* _Stated goal_:
Print each of the lines below verbatim, without changing a single character.

* _Supplied records_:
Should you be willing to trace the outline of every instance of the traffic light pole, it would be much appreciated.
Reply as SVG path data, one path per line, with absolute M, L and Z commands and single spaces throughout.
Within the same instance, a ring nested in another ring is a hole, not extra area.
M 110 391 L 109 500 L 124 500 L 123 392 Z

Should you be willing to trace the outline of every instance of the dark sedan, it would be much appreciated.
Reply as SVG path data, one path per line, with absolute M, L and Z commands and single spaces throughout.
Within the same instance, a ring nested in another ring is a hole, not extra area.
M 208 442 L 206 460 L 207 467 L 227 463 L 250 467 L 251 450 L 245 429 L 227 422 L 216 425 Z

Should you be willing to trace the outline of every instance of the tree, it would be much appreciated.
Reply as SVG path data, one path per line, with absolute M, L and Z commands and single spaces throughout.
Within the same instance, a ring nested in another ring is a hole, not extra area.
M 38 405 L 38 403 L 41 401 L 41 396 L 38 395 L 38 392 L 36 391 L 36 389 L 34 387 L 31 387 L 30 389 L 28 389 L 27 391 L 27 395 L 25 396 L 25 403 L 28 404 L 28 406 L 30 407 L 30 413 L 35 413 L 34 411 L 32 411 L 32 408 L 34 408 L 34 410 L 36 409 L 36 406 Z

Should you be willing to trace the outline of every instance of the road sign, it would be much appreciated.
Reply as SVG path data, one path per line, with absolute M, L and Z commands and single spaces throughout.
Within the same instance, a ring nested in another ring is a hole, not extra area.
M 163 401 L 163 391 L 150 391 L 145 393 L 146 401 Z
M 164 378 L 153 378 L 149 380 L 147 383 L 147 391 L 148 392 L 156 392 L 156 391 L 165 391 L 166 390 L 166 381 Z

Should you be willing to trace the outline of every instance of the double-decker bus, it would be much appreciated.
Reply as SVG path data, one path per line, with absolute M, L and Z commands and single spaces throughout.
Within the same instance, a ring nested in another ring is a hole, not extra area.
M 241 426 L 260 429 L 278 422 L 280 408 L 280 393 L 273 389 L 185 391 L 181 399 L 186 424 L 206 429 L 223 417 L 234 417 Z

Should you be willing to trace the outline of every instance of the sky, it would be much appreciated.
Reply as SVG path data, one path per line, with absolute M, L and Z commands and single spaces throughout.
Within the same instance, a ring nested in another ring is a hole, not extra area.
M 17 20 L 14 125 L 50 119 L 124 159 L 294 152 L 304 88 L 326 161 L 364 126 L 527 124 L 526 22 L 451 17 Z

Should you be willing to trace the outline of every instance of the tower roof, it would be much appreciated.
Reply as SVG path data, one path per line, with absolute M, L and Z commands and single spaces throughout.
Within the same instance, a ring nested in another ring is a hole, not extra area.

* _Response to this task_:
Should you be willing to trace the outline of every instance of the traffic light pole, it would be much appreciated.
Reply as SVG path data, one path per line, with absolute M, L and Z commands and single spaces throughout.
Within the same instance, a ring nested in another ring is a hole, not extra area.
M 110 391 L 109 500 L 124 500 L 123 392 Z

Should you be willing to trace the outline of every instance of the dark sedan, it would be much appreciated.
Reply as SVG path data, one path per line, with absolute M, L and Z commands and single spaces throughout.
Within the same instance, a ring nested in another ring is a hole, not extra area.
M 208 442 L 206 460 L 207 467 L 227 463 L 250 467 L 251 450 L 245 429 L 227 422 L 216 425 Z

Should you be willing to trace the outline of every instance of the tree, it would be much appreciated.
Reply as SVG path data, one path per line, with absolute M, L and Z commands and single spaces throughout.
Within the same instance, a ring nested in another ring is a hole, not extra area.
M 38 405 L 38 403 L 41 401 L 41 396 L 38 395 L 38 392 L 36 391 L 36 389 L 34 387 L 31 387 L 30 389 L 28 389 L 27 391 L 27 395 L 25 396 L 25 403 L 28 404 L 28 406 L 30 407 L 30 413 L 35 413 L 34 411 L 32 411 L 32 408 L 34 408 L 34 410 L 36 409 L 36 406 Z

Should you be willing to trace the outline of every instance of the road sign, it would be much appreciated.
Reply as SVG path data, one path per line, with absolute M, L and Z commands and single spaces throughout.
Within the same instance, a ring nested in another ring is a hole, not extra area.
M 163 401 L 163 391 L 150 391 L 145 393 L 146 401 Z
M 164 378 L 153 378 L 149 380 L 147 383 L 147 391 L 148 392 L 156 392 L 156 391 L 165 391 L 166 390 L 166 381 Z

Should you be willing to trace the outline of every instance of the double-decker bus, it would be much appreciated.
Reply as SVG path data, one path per line, with absolute M, L and Z commands and single spaces throughout.
Within the same instance, a ring nested in another ring is a hole, not extra area.
M 241 426 L 260 429 L 278 422 L 280 408 L 280 393 L 273 389 L 185 391 L 181 399 L 186 424 L 206 429 L 223 417 L 234 417 Z

Should you be willing to trace the outline of every instance of the sky, it would be much appreciated.
Reply as SVG path data, one path per line, with absolute M, L and Z commands and single spaces throughout.
Within the same instance, a ring nested in another ring is a hole, not extra area.
M 17 20 L 14 125 L 50 119 L 124 159 L 294 152 L 304 88 L 326 161 L 364 126 L 527 124 L 526 22 L 451 17 Z

Should you be willing to trace the outline of every instance of the tower roof, it would be much appreciated.
Reply as SVG path data, one path per line, with absolute M, L and Z commands and single spaces throughout.
Within the same instance, a ring nested in another ring is a hole, not extra area.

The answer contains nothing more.